* **PROBLEM DESCRIPTION**
Using the records below, output the stretch that opens with the line containing "Labeling batch C. For the image above, tag the shop window" and closes with the line containing "Labeling batch C. For the image above, tag the blue sign", exactly and including both lines, with nothing more.

[Region pointing data]
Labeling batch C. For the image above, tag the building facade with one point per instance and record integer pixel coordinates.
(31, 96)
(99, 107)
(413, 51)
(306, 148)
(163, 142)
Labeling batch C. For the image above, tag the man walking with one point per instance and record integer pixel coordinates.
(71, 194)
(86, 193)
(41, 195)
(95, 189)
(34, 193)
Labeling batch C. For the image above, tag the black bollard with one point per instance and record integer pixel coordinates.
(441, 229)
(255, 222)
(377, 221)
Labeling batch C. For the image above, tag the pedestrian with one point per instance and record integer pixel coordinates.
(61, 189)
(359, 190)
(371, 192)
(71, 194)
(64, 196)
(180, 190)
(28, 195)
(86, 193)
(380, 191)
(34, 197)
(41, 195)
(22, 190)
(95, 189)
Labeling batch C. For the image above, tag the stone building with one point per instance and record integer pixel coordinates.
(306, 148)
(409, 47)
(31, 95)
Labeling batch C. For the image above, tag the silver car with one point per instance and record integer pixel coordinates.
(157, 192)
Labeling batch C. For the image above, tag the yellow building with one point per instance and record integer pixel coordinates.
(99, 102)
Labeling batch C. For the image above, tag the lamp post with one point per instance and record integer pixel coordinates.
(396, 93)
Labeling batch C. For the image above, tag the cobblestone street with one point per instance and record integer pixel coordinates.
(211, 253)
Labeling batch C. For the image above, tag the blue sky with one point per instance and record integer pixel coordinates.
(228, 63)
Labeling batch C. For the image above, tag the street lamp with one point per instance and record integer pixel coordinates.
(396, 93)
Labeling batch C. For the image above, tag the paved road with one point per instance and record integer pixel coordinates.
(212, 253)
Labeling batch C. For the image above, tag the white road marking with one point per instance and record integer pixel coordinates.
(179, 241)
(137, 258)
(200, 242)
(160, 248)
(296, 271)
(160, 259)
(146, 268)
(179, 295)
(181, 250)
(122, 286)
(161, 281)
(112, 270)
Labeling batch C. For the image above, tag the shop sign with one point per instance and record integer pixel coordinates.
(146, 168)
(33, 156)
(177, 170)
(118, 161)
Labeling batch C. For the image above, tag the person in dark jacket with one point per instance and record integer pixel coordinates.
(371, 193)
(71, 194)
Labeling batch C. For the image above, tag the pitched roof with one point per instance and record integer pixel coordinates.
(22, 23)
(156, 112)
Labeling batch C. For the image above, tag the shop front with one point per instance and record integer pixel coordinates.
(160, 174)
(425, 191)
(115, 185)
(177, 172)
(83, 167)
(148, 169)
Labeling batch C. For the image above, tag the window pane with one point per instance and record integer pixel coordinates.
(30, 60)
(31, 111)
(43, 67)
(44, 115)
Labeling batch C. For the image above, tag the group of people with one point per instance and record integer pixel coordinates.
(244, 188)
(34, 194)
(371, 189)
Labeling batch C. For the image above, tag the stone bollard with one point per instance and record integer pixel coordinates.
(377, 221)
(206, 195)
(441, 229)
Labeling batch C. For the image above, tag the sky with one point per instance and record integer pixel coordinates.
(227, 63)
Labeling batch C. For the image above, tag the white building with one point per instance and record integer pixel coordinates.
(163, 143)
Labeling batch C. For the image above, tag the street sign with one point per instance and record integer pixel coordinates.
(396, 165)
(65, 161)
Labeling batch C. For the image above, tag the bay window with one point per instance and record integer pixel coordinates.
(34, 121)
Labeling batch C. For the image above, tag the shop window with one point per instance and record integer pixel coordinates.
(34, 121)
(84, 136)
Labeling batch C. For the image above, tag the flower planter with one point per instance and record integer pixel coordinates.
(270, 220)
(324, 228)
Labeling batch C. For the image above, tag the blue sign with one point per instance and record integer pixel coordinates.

---

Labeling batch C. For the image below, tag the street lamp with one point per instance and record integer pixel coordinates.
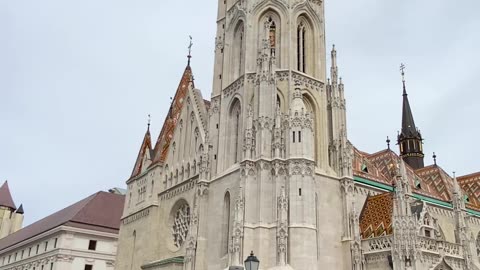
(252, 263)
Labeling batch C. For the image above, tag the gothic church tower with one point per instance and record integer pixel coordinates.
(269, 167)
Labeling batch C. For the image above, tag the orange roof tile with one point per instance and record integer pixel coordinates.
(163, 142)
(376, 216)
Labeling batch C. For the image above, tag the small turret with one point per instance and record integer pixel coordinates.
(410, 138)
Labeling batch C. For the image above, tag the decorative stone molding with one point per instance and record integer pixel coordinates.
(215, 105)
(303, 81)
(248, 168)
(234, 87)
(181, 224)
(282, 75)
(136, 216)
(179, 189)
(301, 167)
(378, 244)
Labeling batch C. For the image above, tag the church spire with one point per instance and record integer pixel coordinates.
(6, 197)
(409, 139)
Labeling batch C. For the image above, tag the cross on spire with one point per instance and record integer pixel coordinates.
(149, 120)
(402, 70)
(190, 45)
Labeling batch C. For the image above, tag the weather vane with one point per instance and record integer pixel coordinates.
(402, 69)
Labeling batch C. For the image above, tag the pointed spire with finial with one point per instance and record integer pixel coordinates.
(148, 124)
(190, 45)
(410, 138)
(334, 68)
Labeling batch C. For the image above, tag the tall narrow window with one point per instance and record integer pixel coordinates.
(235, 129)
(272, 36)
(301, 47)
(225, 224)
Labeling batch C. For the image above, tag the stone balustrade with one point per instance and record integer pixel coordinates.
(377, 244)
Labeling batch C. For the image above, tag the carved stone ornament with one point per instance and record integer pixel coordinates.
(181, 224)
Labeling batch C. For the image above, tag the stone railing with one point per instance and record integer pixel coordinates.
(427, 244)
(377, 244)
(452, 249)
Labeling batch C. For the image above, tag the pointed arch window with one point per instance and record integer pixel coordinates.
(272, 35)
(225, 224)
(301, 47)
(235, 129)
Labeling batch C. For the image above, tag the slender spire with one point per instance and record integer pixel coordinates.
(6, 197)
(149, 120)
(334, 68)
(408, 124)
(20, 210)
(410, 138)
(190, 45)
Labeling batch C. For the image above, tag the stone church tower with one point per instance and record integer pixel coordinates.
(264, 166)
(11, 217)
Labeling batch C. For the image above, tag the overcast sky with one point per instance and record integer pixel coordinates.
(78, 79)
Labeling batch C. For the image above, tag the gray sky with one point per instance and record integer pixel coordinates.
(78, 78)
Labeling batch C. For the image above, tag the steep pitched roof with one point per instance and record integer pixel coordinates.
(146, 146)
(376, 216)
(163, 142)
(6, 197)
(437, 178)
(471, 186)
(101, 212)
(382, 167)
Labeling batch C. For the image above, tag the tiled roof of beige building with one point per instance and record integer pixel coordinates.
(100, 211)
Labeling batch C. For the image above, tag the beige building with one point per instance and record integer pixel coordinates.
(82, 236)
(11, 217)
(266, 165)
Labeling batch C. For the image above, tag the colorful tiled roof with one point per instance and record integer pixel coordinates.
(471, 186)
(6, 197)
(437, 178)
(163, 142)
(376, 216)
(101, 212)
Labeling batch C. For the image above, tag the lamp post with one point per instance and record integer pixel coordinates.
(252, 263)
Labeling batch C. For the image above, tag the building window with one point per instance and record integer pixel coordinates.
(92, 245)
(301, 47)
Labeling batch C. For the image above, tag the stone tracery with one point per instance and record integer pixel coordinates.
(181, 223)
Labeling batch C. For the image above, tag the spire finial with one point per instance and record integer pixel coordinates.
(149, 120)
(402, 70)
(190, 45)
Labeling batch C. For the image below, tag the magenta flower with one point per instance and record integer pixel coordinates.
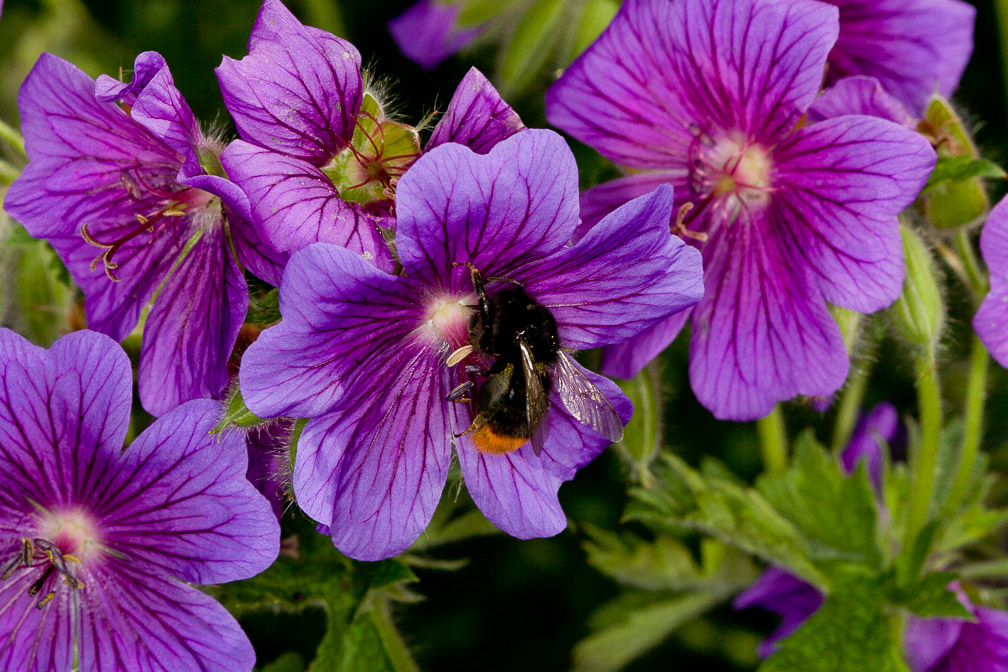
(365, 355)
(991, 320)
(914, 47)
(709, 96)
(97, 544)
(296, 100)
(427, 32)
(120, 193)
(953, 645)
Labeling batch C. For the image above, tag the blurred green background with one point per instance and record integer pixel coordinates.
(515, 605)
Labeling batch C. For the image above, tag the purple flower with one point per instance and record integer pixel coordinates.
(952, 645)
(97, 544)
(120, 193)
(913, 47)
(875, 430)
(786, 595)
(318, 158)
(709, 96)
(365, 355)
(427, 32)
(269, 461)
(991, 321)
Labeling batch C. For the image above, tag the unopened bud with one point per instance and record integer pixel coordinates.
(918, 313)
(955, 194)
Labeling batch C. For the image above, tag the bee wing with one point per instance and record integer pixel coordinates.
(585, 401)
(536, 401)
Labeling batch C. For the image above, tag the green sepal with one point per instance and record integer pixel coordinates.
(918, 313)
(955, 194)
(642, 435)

==

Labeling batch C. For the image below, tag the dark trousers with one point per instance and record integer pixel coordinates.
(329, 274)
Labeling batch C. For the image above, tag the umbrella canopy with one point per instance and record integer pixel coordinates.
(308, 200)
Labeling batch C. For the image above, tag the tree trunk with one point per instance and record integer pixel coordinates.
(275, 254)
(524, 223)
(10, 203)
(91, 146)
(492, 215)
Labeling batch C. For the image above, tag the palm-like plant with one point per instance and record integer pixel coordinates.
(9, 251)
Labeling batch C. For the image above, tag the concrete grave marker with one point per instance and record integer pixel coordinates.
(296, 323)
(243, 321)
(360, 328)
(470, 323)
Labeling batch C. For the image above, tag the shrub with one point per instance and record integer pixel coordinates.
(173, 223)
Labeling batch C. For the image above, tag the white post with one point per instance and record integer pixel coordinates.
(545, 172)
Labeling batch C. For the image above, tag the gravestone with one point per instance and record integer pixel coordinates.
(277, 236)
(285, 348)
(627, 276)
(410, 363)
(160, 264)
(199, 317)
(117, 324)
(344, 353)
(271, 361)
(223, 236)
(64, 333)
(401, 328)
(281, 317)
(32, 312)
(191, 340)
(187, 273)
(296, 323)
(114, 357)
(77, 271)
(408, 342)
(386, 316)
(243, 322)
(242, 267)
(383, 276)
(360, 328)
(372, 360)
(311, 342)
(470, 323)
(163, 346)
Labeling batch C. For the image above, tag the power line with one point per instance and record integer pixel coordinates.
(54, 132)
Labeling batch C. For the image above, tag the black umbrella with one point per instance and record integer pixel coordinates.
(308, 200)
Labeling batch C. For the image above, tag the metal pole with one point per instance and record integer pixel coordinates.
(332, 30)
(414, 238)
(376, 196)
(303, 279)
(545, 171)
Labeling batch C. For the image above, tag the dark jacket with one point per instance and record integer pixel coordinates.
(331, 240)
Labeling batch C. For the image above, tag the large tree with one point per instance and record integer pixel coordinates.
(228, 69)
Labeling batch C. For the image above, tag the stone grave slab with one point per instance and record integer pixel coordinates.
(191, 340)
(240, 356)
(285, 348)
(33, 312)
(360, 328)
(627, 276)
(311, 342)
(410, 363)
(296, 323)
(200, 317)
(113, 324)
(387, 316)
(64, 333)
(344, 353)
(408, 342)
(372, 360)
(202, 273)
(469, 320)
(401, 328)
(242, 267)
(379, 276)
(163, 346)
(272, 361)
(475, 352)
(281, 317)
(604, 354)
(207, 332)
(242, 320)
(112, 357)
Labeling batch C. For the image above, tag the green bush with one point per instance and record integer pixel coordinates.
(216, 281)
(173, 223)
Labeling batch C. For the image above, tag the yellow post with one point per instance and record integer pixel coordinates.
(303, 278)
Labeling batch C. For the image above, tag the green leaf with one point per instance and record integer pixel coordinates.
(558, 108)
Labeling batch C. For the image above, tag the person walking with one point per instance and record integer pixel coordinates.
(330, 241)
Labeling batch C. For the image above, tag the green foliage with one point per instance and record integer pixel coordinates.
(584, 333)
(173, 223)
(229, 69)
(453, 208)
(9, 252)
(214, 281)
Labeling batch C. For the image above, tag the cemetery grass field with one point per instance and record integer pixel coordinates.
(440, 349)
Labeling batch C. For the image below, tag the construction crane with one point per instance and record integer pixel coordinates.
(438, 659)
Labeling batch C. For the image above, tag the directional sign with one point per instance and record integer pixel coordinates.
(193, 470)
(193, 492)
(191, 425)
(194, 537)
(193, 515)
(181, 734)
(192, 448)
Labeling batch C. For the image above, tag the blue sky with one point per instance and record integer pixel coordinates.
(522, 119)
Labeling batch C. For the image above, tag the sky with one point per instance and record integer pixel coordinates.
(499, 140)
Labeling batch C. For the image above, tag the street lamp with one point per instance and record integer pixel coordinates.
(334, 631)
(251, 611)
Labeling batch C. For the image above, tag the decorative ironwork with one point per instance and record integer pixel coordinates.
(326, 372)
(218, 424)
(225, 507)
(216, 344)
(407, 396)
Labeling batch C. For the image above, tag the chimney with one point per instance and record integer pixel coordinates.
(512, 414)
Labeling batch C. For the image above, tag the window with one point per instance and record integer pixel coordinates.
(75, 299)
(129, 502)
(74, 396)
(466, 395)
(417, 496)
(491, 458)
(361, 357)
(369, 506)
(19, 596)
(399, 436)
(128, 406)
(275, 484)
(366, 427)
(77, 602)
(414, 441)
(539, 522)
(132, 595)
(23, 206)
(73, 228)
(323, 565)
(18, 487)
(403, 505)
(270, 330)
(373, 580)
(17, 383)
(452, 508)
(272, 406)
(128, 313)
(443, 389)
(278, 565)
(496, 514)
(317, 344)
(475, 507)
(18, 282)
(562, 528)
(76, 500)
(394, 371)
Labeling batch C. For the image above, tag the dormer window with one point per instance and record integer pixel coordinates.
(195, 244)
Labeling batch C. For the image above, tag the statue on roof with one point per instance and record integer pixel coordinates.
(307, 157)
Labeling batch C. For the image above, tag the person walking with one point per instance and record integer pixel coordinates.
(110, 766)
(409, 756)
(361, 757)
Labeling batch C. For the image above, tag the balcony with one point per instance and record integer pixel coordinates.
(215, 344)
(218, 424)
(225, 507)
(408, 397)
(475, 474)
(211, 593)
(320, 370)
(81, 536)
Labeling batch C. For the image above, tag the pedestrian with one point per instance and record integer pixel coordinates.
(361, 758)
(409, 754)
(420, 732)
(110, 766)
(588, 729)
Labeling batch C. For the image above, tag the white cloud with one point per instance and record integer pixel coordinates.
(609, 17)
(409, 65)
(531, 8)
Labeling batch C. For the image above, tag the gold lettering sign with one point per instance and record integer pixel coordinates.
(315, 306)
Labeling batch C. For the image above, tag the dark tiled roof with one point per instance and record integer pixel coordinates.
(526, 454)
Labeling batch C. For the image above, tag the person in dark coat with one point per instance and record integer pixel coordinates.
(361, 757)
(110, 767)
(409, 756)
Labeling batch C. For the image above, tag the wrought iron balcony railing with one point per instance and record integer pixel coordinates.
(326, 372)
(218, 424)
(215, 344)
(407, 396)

* **ANSWER TO THIS PROBLEM**
Labeling batch C. For the image above, tag the shop window with one point per instance and record integer pixel coordinates.
(34, 121)
(84, 136)
Labeling batch C. For the image above, tag the flower planter with one point per instance and record integer pixel coordinates.
(270, 220)
(324, 228)
Labeling batch C. For the image above, tag the blue sign with one point per instance and record integer pixel coordinates.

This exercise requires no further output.